(Excerpts from point annotation data)
--- Start ---
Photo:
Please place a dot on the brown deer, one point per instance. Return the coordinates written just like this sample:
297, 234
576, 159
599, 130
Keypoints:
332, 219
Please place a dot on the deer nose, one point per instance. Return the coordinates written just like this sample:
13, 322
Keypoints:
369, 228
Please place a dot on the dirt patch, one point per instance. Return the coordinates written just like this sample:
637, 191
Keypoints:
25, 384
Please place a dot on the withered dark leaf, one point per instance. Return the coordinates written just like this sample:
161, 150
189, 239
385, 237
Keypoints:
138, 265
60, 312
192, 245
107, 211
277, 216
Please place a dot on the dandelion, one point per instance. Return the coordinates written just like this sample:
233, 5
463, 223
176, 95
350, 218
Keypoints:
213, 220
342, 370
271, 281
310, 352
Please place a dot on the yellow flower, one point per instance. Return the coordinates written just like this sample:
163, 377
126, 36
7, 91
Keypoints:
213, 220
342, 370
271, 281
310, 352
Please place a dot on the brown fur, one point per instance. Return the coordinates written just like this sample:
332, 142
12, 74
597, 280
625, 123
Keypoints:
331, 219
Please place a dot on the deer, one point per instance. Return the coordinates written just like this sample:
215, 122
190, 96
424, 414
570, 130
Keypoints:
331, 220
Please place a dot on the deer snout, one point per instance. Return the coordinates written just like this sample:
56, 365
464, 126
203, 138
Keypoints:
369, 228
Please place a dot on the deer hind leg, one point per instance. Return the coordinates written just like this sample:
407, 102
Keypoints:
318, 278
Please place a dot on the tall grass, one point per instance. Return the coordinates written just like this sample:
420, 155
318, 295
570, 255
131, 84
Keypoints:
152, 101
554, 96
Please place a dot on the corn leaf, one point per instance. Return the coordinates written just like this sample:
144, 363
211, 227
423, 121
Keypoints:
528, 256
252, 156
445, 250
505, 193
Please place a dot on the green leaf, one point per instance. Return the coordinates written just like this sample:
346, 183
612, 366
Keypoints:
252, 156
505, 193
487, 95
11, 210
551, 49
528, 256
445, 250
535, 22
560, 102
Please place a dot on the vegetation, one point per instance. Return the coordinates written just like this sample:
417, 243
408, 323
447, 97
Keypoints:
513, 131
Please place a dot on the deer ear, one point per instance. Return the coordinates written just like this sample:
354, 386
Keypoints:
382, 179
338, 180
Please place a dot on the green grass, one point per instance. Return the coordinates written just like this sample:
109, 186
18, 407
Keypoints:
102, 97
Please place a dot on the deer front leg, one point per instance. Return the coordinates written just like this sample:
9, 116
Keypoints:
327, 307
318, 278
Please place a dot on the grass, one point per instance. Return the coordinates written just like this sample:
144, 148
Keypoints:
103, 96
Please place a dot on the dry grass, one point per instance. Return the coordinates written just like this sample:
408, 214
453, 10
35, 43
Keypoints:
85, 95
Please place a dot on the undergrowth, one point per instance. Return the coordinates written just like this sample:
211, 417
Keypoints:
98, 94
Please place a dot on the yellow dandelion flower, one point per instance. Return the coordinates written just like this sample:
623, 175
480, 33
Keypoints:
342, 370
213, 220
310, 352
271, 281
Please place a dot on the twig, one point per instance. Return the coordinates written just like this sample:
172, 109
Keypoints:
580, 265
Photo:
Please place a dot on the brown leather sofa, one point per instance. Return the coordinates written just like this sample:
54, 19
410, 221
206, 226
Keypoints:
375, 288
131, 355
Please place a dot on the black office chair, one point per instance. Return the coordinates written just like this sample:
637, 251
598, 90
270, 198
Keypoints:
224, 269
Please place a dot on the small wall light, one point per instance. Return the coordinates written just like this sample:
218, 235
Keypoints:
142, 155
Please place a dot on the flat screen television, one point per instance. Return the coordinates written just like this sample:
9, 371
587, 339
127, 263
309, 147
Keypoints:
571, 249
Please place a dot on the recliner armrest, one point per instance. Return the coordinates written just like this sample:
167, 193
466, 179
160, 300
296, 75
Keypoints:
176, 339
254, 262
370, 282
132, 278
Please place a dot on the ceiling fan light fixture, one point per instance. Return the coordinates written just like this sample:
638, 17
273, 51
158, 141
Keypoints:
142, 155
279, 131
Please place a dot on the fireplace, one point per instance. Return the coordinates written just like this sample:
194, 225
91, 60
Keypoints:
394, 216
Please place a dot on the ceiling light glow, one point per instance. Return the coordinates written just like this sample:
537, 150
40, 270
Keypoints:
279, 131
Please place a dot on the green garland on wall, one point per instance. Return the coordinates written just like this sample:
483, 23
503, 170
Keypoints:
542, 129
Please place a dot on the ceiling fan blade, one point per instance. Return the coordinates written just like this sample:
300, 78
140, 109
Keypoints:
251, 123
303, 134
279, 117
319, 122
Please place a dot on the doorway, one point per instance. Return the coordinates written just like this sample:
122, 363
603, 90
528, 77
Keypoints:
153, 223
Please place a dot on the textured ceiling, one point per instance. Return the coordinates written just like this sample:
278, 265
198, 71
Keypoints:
--- End ---
## TASK TO COMPLETE
Everything from the line with "Please place a dot on the recliner" through the last line of the material above should be echoed exactly, and nothing else.

## RIGHT ANSWER
Please place a dot on the recliner armrest, one point per instance. Return the coordinates written just like this sample:
167, 193
466, 179
160, 300
296, 75
Keypoints:
176, 339
254, 262
370, 282
132, 278
Please place a dot on the ceiling fan light fixture, one point per instance. Return the coordinates written just like this sample:
638, 17
273, 51
158, 141
Keypoints:
142, 155
279, 131
Please place a dot on the fireplace, one point per instance. Return the coordinates written just like this sample:
194, 225
91, 60
Keypoints:
394, 216
Please place a dot on the ceiling light glow, one point per instance. Return the coordinates written just like this sample:
537, 150
40, 270
Keypoints:
279, 131
Please place a dot on the green garland on wall, one point per instance. Return the coordinates written just like this sample:
483, 23
503, 170
Keypoints:
542, 129
Please place a dot on the ceiling fan blade, one point per instance. Return the coordinates written just like this sample:
300, 78
140, 109
Keypoints:
251, 123
303, 134
279, 117
319, 122
Please place a dot on the doorway, one point per instance. Return the coordinates written just like this sample:
122, 363
603, 90
528, 77
Keypoints:
153, 223
Please place a dot on the textured ceiling, one point per instance. Return the coordinates written just like this sample:
278, 265
198, 71
Keypoints:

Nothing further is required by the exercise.